== EXCERPTED DATA
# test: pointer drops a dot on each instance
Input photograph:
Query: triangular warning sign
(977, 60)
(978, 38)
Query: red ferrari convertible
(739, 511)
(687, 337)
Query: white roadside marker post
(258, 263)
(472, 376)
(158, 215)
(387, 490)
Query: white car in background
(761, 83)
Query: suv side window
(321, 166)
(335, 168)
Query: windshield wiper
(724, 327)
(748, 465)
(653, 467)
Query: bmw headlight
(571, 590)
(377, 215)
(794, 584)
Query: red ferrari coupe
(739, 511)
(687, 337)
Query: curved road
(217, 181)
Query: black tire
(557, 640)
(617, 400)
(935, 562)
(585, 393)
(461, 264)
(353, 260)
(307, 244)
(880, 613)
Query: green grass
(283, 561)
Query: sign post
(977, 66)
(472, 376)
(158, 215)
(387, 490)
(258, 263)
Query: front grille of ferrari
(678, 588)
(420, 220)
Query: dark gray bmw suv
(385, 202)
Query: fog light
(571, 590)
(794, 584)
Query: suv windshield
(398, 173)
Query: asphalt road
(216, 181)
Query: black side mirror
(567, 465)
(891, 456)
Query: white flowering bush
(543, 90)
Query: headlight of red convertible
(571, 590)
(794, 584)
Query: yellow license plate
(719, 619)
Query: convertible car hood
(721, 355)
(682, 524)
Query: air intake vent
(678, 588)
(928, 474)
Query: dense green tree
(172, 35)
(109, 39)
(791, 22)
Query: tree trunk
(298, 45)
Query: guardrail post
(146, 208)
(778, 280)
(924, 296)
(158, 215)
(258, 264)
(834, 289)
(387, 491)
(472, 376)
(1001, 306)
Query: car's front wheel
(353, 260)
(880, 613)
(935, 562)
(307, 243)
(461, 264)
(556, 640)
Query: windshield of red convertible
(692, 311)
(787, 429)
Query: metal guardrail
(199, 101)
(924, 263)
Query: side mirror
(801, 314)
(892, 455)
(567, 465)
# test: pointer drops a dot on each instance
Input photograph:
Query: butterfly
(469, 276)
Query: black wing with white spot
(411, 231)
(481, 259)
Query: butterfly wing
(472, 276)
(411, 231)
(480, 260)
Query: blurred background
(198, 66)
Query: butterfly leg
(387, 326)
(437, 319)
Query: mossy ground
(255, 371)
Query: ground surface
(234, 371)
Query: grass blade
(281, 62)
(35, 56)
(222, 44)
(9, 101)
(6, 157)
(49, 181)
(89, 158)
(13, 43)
====
Could you recast every entry above as a Markdown table with a Row column numbering each line and a Line column holding it, leaving out blank lines?

§ **TASK OUTPUT**:
| Row | Line |
|---|---|
| 1 | # test: pointer drops a dot on each instance |
| 2 | Input photograph: |
| 3 | Query: triangular warning sign |
| 4 | (977, 60) |
| 5 | (978, 38) |
| 6 | Query: red ferrari convertible |
| 7 | (739, 511) |
| 8 | (687, 337) |
| 9 | Query: white roadside marker post |
| 10 | (258, 263) |
| 11 | (472, 376) |
| 12 | (158, 215) |
| 13 | (387, 490) |
| 14 | Query: white car in background |
| 15 | (761, 83) |
| 16 | Query: suv side window |
| 17 | (321, 166) |
| 18 | (335, 168) |
| 19 | Query: windshield wiper |
| 20 | (724, 327) |
| 21 | (748, 465) |
| 22 | (653, 467) |
| 23 | Query: bmw headlight |
| 24 | (571, 590) |
| 25 | (377, 215) |
| 26 | (794, 584) |
| 27 | Query: red ferrari coupe |
| 28 | (739, 511) |
| 29 | (687, 337) |
| 30 | Query: curved road |
| 31 | (217, 181) |
| 32 | Query: black tire |
| 33 | (557, 640) |
| 34 | (617, 400) |
| 35 | (935, 562) |
| 36 | (585, 393) |
| 37 | (461, 264) |
| 38 | (353, 260) |
| 39 | (307, 244) |
| 40 | (880, 613) |
| 41 | Query: green grass |
| 42 | (283, 561) |
| 43 | Query: sign post |
| 44 | (977, 66) |
| 45 | (472, 376) |
| 46 | (158, 215) |
| 47 | (387, 490) |
| 48 | (258, 263) |
| 49 | Query: front grille of ferrari |
| 50 | (678, 588) |
| 51 | (420, 220) |
| 52 | Query: dark gray bmw suv |
| 53 | (385, 202) |
| 54 | Query: fog light |
| 55 | (571, 590) |
| 56 | (794, 584) |
| 57 | Query: suv windshield |
| 58 | (398, 173) |
| 59 | Query: asphalt road |
| 60 | (216, 181) |
| 61 | Query: black side mirror |
| 62 | (567, 465) |
| 63 | (891, 456) |
| 64 | Query: white flowering bush |
| 65 | (543, 90) |
| 66 | Query: headlight of red convertible |
| 67 | (571, 590) |
| 68 | (794, 584) |
| 69 | Query: yellow license plate |
| 70 | (719, 619) |
| 71 | Query: convertible car hood |
| 72 | (721, 355) |
| 73 | (682, 524) |
| 74 | Query: air intake vent |
| 75 | (678, 588) |
| 76 | (928, 474) |
| 77 | Query: dense green tree |
| 78 | (172, 35) |
| 79 | (109, 39) |
| 80 | (791, 22) |
| 81 | Query: tree trunk |
| 82 | (298, 45) |
| 83 | Query: guardrail post |
| 84 | (146, 208) |
| 85 | (778, 280) |
| 86 | (924, 296) |
| 87 | (158, 215) |
| 88 | (258, 264) |
| 89 | (834, 289) |
| 90 | (387, 491) |
| 91 | (472, 376) |
| 92 | (1001, 306) |
| 93 | Query: car's front wheel |
| 94 | (353, 260) |
| 95 | (880, 613) |
| 96 | (935, 562) |
| 97 | (307, 243) |
| 98 | (461, 264) |
| 99 | (556, 640) |
| 100 | Query: windshield of red convertible |
| 101 | (692, 311) |
| 102 | (787, 429) |
| 103 | Query: metal guardrail |
| 104 | (199, 101) |
| 105 | (924, 263) |
| 106 | Query: side mirror |
| 107 | (801, 314) |
| 108 | (892, 455) |
| 109 | (567, 465) |
| 110 | # test: pointer drops a dot on each instance |
| 111 | Input photograph: |
| 112 | Query: butterfly |
| 113 | (469, 276) |
| 114 | Query: black wing with white spot |
| 115 | (411, 231) |
| 116 | (481, 259) |
| 117 | Query: butterfly wing |
| 118 | (472, 276) |
| 119 | (411, 231) |
| 120 | (480, 260) |
| 121 | Query: blurred background |
| 122 | (198, 66) |
| 123 | Query: butterfly leg |
| 124 | (387, 326) |
| 125 | (437, 319) |
| 126 | Query: mossy ground |
| 127 | (255, 371) |
| 128 | Query: ground surface |
| 129 | (234, 371) |
| 130 | Query: grass blade |
| 131 | (281, 62) |
| 132 | (35, 56) |
| 133 | (222, 44) |
| 134 | (9, 101) |
| 135 | (6, 157) |
| 136 | (49, 181) |
| 137 | (89, 158) |
| 138 | (13, 43) |